_Task instructions_
From the entries below, pull out each line that contains the word "potted" and copy it unchanged.
___
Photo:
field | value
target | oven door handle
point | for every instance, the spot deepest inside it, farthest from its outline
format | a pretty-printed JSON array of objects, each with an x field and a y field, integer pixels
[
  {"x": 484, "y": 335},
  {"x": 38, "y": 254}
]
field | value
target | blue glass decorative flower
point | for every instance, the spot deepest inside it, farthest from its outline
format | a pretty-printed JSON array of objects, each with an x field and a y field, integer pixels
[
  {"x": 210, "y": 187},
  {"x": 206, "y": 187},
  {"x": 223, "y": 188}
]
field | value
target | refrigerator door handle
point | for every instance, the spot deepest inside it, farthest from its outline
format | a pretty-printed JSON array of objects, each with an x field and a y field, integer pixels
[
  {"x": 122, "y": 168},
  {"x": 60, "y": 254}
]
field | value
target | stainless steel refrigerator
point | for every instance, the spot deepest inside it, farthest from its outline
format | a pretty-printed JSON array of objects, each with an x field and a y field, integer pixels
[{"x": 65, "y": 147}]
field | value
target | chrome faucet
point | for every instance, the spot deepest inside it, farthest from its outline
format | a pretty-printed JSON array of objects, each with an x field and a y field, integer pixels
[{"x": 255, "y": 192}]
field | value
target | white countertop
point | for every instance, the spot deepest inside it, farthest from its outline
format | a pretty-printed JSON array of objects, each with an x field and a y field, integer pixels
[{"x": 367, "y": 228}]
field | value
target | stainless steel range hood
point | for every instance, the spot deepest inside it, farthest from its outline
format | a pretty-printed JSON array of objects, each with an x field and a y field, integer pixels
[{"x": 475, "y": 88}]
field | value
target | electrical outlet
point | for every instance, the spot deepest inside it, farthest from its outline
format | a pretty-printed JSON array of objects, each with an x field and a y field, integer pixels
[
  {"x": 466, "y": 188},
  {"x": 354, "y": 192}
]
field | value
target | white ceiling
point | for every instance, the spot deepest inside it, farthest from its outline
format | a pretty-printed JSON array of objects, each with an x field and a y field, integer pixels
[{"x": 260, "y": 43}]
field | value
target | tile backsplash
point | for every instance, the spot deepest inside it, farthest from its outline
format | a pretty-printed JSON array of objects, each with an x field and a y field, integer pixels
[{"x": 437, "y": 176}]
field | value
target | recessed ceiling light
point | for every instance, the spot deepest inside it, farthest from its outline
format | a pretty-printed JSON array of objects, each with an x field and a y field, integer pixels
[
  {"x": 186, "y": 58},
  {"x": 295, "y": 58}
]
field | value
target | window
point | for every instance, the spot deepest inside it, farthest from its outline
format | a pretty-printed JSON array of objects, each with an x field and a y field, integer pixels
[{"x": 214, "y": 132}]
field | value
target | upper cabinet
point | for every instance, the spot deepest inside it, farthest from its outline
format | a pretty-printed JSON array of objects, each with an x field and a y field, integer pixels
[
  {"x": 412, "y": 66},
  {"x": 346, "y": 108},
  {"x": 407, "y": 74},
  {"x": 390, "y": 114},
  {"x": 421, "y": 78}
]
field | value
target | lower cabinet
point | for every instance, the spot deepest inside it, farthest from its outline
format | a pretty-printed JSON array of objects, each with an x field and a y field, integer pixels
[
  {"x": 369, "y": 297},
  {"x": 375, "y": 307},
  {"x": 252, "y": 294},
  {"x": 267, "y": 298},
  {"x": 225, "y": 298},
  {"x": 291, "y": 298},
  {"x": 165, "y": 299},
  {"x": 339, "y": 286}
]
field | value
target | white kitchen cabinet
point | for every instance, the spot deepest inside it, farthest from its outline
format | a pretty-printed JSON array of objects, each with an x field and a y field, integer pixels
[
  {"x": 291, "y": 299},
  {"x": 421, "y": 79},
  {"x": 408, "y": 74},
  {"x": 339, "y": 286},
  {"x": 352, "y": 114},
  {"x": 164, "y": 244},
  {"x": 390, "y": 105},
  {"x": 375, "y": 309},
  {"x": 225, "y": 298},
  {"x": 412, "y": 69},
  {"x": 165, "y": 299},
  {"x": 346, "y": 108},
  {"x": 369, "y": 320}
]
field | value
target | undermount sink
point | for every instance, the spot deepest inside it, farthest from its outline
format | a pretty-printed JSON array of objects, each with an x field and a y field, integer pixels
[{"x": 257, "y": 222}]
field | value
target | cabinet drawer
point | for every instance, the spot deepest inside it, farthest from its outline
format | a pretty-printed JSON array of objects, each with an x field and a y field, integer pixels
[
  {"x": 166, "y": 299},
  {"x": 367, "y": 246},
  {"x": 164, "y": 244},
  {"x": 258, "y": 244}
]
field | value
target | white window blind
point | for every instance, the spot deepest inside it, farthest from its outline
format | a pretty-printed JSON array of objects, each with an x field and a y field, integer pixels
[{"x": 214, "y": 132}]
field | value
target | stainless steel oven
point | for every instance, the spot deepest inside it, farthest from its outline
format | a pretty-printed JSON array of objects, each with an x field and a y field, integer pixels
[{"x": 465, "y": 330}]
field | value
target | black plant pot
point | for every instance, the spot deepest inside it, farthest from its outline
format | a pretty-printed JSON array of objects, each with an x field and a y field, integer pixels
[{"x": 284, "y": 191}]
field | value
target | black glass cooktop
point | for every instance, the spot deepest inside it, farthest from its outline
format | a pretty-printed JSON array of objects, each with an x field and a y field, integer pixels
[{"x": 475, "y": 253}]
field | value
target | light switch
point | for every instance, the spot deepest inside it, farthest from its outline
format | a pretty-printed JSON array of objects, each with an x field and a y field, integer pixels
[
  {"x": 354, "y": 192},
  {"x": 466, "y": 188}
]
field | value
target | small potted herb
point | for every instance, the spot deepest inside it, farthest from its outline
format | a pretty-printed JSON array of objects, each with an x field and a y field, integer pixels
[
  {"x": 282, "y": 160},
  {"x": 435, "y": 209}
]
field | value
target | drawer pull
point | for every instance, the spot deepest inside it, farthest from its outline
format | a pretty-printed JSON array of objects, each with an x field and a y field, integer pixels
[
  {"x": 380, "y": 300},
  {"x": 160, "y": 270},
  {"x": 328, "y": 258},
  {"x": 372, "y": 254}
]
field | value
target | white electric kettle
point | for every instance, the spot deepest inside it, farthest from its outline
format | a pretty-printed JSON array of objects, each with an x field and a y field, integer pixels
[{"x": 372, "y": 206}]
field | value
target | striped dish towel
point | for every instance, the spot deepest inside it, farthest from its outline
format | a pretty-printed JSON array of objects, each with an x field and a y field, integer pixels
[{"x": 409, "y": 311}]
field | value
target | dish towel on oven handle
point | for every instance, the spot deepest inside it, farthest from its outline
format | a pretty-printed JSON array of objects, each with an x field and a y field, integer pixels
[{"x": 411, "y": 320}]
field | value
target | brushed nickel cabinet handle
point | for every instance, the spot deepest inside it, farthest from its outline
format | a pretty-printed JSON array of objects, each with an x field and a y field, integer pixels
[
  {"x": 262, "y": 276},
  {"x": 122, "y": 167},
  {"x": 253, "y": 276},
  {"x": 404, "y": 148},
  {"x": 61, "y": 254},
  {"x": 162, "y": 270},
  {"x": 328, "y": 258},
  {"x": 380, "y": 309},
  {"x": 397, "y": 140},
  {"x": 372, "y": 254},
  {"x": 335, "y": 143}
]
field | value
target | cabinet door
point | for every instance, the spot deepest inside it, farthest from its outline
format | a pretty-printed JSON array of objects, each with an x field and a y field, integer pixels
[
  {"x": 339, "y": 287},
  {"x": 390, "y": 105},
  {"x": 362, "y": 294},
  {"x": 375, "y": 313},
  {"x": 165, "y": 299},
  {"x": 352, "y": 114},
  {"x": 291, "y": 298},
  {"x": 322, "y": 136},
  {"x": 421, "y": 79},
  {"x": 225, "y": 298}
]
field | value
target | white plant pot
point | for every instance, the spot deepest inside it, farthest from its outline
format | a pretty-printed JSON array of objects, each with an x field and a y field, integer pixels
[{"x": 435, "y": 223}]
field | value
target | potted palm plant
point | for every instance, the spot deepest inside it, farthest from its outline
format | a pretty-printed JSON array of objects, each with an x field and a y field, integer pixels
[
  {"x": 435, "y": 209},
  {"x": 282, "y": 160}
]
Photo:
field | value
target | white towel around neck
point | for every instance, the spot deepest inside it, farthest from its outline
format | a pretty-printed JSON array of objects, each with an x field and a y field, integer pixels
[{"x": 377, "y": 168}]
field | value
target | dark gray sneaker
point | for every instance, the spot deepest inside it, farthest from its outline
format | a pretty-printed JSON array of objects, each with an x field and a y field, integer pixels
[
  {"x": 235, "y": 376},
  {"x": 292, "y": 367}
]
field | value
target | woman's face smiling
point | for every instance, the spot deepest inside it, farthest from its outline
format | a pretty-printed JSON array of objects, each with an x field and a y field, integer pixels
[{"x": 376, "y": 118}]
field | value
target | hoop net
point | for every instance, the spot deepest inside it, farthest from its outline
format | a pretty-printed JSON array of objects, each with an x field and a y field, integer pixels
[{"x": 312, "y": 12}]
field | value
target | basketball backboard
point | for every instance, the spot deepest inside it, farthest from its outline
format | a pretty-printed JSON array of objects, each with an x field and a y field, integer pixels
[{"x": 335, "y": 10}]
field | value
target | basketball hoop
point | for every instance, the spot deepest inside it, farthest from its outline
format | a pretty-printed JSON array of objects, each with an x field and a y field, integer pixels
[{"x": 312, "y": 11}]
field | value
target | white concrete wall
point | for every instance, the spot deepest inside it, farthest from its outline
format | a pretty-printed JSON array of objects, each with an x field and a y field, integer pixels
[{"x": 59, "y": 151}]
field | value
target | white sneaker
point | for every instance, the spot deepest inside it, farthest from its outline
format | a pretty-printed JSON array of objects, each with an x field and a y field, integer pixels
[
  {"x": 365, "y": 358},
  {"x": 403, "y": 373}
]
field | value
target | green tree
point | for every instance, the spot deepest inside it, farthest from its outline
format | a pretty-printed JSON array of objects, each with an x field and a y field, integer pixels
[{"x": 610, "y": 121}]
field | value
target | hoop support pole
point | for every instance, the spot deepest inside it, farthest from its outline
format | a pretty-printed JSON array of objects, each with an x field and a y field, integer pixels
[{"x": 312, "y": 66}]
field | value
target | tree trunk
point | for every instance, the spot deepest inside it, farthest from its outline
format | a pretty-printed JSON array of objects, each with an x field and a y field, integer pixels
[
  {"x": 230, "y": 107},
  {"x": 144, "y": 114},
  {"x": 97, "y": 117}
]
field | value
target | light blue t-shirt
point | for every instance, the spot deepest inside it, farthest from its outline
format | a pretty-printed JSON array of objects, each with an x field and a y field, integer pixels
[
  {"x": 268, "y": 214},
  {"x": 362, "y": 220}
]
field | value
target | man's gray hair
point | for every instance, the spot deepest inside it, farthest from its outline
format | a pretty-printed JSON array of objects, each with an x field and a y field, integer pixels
___
_Complete response_
target | small potted herb
target | potted palm plant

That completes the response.